> **EXCERPTED PASSAGE**
------------------------------------

One of the constants of being a business owner is that it is hard work. I have a great business now with a great team at the MSP Marketing Edge and we do great work for MSPs all over the world with our service. But I still have weeks where I’m working more hours than someone with a job would. If I worked for someone else in a job, I would never do those 50, 60 week hours, rarely anyway. And if I look back over the last 20 years, there have been many of those periods of time where you throw yourself into projects or problems or whatever it is. I’m sure you do exactly the same.
The truth is only business owners can understand this…
Running a business that you own is more than just something you do. It’s more than just a job. It’s very much a way of life.
It has a unique way of sucking every single last ounce of energy and every last second of time out of you. And do you know, as I hear myself saying that, I realise that I’m not really painting it in a very good light for someone who’s actually thinking of starting their own MSP. So sorry if that’s you. But I think actually before anyone starts their own business, really they need to understand the downsides as well as the upsides. It is an all consuming thing and especially so with an MSP because running an MSP is surely running one of the most difficult kinds of businesses in the world.

------------------------------------

> **SUPPLIED MATERIAL**
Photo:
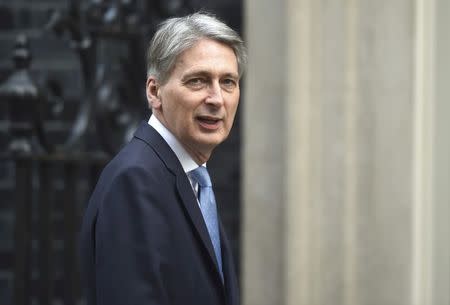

------------------------------------

> **BRIEF A**
In the passage on running a business, what is the answer to each of these questions?
(i) What is the name of the business the speaker says they have now?
(ii) What weekly hours does the speaker say they would rarely work in a job for someone else?
(iii) What does the speaker say anyone needs to understand before starting their own business?
> **BRIEF B**
Can you rewrite the paragraph of the passage on running a business that begins "It has a unique way" in fewer words, keeping its main facts?
> **BRIEF C**
Could you carry on the passage on running a business from its last sentence?

> **RESPONSE A**
(i) The MSP Marketing Edge
(ii) 50 or 60 hours a week
(iii) The downsides as well as the upsides

> **RESPONSE B**
Owning a business drains every bit of your energy and time. The speaker admits this is an unflattering picture for anyone thinking of starting an MSP and apologizes to them. Still, anyone starting a business should first understand its downsides as well as its upsides. Owning a business is all-consuming, especially an MSP, which the speaker calls surely one of the most difficult kinds of business in the world to run.

> **RESPONSE C**
There are so many details you need to be across, there’s so much that changes. And of course you have to be both proactive and reactive at the same time. You have to be proactive stopping things from going wrong, but then reactive fixing stuff that does go wrong. It’s exhausting. You have my full admiration for doing it. Sometimes I see MSPs are really struggling with this burden. I see posts in places like the tech tribe or my own free MSP marketing Facebook group and people are really struggling with the constant burden of running an MSP. And I think it’s at times like that you have to remind yourself why you are doing this. So let me ask you why you started your business in the first place. Was it to increase your personal income? Was it to take control of the work that you do and who you do it for and the way that it’s done? Was it to build a better lifestyle for you and for your family or was it just because you wanted to prove that you could do it? That you could stand on your own two feet? I mean the chances are it’s many or even all of those things.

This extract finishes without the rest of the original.